TASK: Lines with the word "tree": copy all of them from the entries below.

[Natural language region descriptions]

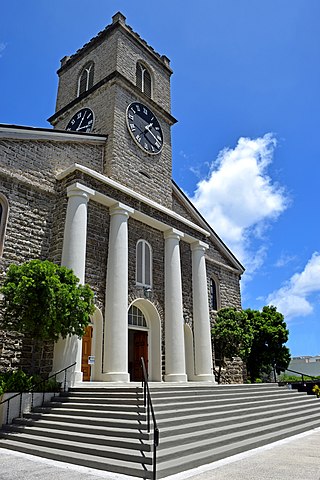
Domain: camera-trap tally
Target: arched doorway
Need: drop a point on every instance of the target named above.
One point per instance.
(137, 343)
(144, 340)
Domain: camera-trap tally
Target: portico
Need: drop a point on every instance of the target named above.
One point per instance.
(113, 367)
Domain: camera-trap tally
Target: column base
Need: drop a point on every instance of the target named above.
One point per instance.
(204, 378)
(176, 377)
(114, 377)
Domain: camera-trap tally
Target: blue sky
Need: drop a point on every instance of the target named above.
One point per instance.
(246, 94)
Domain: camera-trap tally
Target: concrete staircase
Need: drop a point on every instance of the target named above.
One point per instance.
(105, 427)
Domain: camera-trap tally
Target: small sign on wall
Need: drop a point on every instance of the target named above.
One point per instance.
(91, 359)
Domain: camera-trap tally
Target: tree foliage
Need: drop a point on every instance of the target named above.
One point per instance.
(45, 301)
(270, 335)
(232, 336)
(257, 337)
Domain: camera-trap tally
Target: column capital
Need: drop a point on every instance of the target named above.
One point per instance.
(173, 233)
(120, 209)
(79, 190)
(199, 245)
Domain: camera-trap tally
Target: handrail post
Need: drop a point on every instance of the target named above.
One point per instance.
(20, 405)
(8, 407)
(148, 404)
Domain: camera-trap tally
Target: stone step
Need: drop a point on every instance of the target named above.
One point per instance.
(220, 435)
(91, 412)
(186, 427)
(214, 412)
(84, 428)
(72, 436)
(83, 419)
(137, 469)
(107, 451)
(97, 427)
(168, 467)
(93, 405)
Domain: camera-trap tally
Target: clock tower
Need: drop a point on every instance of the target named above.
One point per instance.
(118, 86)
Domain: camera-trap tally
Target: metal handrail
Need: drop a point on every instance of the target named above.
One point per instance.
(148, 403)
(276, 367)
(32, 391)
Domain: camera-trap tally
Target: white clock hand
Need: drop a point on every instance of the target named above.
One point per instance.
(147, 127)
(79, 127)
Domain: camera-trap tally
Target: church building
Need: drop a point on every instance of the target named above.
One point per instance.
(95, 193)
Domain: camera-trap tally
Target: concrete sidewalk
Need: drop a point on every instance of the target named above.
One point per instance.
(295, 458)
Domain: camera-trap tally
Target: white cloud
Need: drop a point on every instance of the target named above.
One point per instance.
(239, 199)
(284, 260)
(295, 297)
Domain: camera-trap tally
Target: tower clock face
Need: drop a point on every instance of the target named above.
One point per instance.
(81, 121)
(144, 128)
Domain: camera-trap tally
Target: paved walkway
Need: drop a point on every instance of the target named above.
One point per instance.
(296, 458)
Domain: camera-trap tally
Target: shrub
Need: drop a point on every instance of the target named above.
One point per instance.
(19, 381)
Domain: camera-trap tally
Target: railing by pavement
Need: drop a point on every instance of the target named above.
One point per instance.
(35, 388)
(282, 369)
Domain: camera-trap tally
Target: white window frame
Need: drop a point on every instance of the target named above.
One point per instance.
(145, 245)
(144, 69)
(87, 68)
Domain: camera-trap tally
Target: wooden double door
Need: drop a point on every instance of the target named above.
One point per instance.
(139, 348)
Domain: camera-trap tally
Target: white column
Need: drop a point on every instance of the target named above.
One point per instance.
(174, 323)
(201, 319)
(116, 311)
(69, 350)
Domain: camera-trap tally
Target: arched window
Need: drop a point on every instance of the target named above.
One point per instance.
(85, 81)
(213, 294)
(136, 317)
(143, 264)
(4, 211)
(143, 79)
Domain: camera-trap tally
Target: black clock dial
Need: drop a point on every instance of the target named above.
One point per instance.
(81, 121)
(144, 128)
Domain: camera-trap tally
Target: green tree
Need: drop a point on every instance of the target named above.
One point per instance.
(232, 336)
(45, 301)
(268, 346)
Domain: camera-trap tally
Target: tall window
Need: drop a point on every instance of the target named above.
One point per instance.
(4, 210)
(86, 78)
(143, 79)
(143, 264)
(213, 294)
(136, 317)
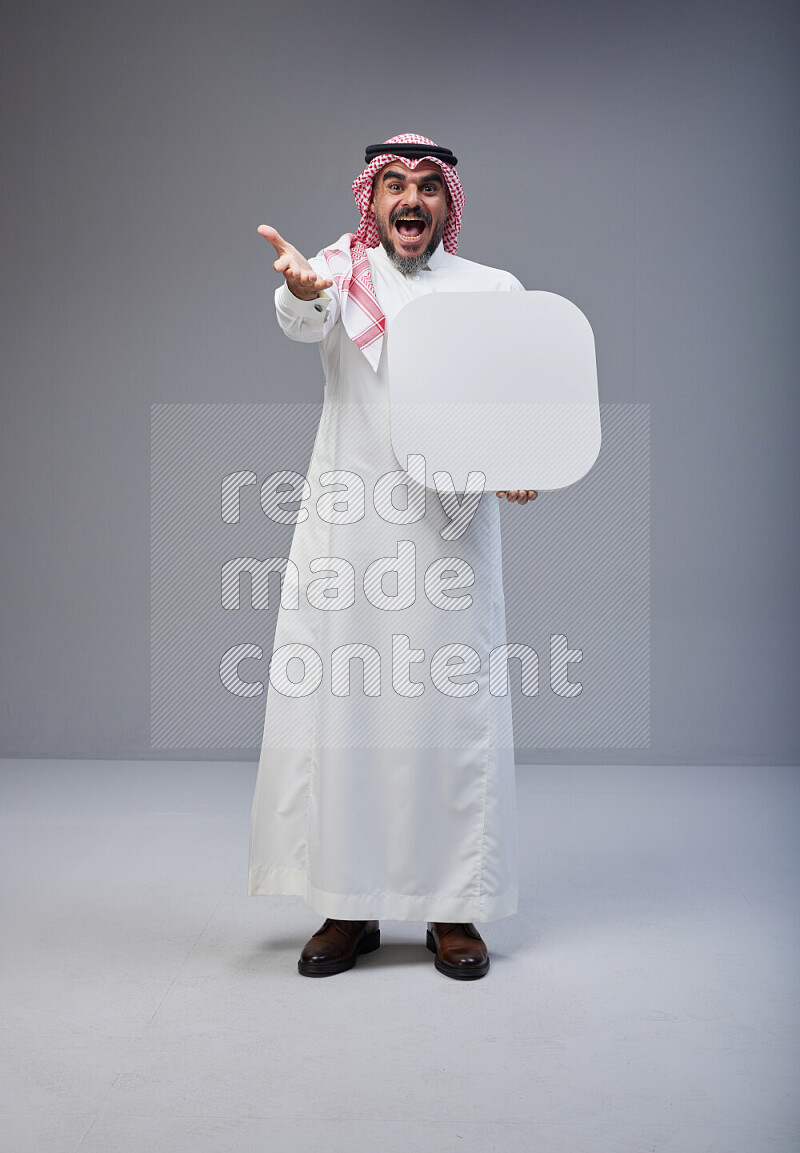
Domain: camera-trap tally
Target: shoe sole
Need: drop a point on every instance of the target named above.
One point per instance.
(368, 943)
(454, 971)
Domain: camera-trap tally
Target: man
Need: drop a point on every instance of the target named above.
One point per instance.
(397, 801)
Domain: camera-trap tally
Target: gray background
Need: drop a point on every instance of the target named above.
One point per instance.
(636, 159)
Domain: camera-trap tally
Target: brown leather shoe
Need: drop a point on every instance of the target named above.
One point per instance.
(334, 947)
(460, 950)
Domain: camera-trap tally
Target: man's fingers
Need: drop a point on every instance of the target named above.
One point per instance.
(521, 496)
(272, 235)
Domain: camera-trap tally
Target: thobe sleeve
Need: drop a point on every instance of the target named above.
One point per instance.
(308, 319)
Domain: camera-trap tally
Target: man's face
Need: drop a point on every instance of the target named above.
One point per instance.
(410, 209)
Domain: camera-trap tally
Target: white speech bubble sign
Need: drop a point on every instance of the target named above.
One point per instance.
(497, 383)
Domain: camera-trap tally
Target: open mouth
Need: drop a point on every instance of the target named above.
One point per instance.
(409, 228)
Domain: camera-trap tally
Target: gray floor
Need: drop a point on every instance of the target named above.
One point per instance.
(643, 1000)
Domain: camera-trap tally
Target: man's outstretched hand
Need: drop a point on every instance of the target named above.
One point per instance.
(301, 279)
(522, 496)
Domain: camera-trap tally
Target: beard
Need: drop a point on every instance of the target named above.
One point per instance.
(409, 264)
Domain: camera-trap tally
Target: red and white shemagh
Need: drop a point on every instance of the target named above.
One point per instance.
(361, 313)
---
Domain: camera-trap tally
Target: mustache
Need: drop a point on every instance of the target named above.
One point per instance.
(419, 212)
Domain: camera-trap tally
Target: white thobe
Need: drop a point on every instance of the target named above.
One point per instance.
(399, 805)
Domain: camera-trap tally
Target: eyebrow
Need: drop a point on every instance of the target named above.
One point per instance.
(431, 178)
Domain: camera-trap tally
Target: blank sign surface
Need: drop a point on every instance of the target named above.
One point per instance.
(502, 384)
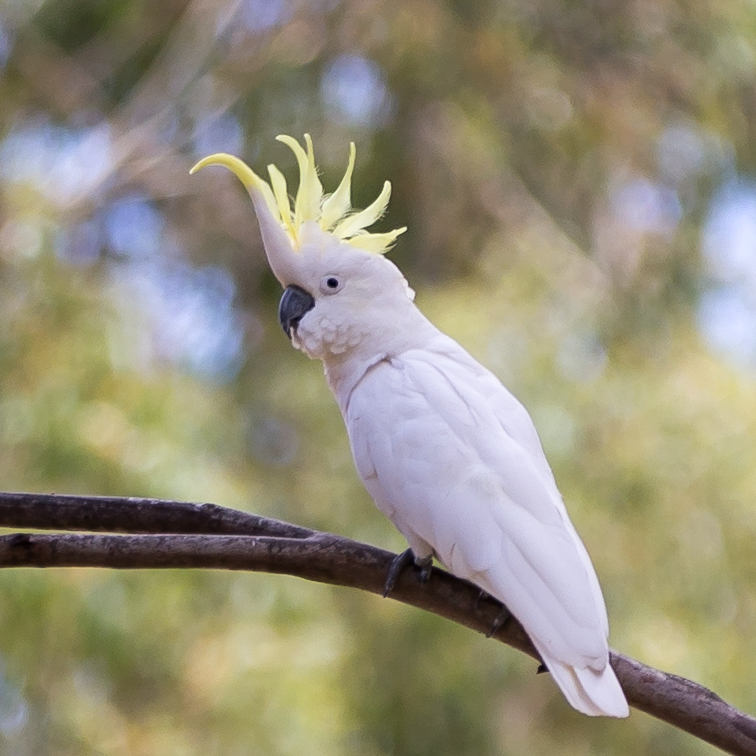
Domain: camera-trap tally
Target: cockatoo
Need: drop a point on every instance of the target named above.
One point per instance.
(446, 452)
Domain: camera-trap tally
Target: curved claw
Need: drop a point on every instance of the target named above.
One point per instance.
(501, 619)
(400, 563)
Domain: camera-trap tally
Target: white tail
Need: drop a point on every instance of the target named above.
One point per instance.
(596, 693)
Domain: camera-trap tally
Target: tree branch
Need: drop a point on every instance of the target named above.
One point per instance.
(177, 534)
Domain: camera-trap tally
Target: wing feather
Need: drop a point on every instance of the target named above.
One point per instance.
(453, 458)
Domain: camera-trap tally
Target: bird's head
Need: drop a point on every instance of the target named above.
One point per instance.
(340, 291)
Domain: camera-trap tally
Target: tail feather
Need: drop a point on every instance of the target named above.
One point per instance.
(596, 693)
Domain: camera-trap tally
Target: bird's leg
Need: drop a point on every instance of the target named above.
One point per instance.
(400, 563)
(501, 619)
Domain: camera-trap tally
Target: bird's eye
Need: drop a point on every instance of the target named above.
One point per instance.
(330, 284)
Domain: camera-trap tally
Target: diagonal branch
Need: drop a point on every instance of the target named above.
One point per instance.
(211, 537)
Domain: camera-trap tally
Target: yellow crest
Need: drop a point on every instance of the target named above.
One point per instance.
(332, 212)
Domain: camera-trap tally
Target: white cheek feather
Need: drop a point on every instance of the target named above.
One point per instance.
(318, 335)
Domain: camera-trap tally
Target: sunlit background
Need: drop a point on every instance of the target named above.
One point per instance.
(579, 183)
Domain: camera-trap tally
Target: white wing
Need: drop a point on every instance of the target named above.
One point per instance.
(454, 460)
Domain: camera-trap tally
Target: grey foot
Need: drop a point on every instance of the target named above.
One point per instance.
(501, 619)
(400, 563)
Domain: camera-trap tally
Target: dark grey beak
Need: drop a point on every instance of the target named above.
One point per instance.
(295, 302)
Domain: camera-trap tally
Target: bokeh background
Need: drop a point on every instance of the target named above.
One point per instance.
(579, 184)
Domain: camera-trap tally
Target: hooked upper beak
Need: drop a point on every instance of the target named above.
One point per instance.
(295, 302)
--
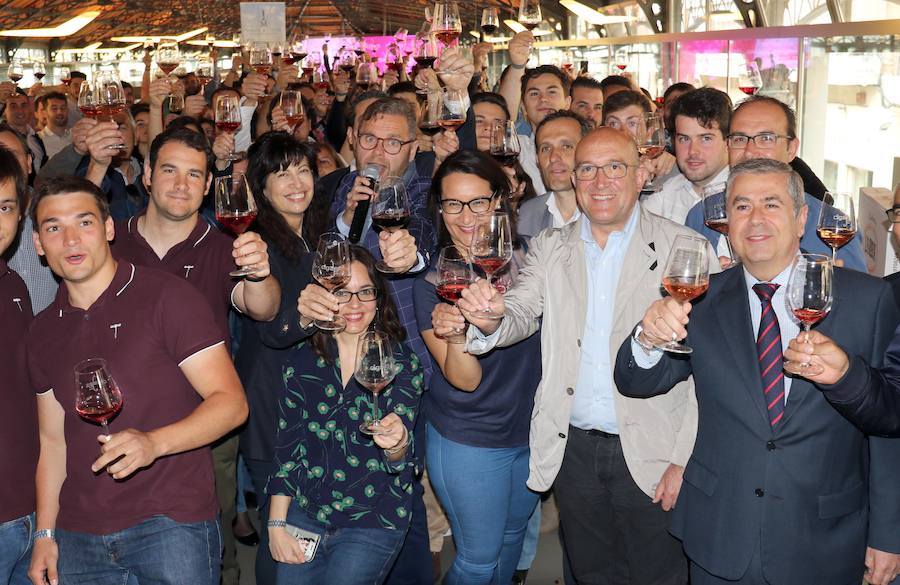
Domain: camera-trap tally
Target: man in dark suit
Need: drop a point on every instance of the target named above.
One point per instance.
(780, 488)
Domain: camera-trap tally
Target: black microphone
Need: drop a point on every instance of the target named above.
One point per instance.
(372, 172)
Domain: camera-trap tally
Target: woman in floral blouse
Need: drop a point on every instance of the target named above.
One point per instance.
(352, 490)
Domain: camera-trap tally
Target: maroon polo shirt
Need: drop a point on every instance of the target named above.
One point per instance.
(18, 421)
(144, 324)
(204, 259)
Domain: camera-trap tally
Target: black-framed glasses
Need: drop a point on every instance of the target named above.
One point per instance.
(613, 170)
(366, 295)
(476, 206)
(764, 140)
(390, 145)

SOLUTION TO THIS TASK:
Target: tree foliage
Target: green tree
Target: tree branch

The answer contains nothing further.